Copy the data below, swapping "pin every instance" for "mark each instance" everywhere it occurs and leaving everything else unchanged.
-------
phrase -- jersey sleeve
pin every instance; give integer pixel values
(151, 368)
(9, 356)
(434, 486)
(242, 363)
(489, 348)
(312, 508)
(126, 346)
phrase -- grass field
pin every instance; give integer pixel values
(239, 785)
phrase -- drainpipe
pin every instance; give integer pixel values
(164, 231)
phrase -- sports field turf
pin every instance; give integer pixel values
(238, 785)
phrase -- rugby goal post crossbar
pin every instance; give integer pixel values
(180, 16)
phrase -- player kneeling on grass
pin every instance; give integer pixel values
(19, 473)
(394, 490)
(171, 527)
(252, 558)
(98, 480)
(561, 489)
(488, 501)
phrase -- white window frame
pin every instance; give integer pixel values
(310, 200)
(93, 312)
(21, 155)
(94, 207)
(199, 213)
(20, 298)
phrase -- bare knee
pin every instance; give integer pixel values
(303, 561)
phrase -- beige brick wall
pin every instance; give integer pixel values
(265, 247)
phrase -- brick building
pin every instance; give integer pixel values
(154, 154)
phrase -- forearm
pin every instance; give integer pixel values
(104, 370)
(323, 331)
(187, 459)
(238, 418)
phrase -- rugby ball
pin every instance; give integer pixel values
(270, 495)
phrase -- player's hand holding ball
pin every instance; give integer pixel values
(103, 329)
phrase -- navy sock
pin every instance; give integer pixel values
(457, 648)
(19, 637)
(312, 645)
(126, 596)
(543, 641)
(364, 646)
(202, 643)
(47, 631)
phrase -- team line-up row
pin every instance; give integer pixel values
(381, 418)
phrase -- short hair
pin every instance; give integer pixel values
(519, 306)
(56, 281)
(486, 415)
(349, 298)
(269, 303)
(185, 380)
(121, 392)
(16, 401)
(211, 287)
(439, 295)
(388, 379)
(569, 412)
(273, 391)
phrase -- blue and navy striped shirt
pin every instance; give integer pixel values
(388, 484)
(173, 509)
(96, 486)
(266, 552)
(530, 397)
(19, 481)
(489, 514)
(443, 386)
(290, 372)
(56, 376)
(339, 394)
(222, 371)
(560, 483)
-------
▶ _WORKED ANSWER_
phrase -- jersey sleeve
mark each instance; give integer pixel values
(151, 368)
(9, 356)
(434, 486)
(242, 363)
(489, 348)
(312, 508)
(126, 346)
phrase -- grass field
mark each instance; give integer pixel values
(239, 785)
phrase -- drainpipe
mark each instance; give integer pixel values
(164, 231)
phrase -- sports field turf
mark each instance; give integer pixel values
(238, 785)
phrase -- rugby goal post crossbar
mark each instance; give integer pixel values
(180, 16)
phrase -- player kneeling on grass
mark each instance; give integer pixel values
(19, 473)
(394, 490)
(171, 527)
(252, 558)
(98, 480)
(561, 489)
(488, 501)
phrase -- white window frame
mark each instance; give integer pixel values
(310, 200)
(93, 312)
(21, 155)
(94, 207)
(199, 213)
(20, 298)
phrase -- bare knee
mark each instance; give integer pixel values
(303, 561)
phrase -- beige brick wall
mark each instance; give integer pixel values
(265, 247)
phrase -- brick building
mark each instance; give integer pixel values
(154, 154)
phrase -- forearm
mark each instance; give integer pixel values
(104, 370)
(323, 331)
(187, 459)
(238, 418)
phrase -- rugby ball
mark each instance; give integer pixel values
(270, 495)
phrase -- player's hand holding ball
mark each instance; give integer pixel values
(103, 329)
phrase -- navy sock
mark each instance; give integer pixel values
(457, 648)
(19, 637)
(312, 645)
(126, 596)
(543, 641)
(364, 646)
(202, 643)
(47, 631)
phrase -- team line-up row
mark each instance; give integer pixel values
(381, 418)
phrase -- short hair
mark each instance; give integer pixel values
(519, 306)
(56, 281)
(486, 415)
(349, 298)
(269, 303)
(185, 380)
(121, 392)
(16, 401)
(211, 287)
(439, 295)
(388, 379)
(569, 412)
(273, 391)
phrase -- blue and navy striped shirt
mark each instance; give integer pixel values
(388, 484)
(173, 509)
(96, 486)
(266, 552)
(530, 397)
(19, 481)
(489, 514)
(443, 386)
(290, 372)
(56, 376)
(339, 394)
(222, 371)
(560, 483)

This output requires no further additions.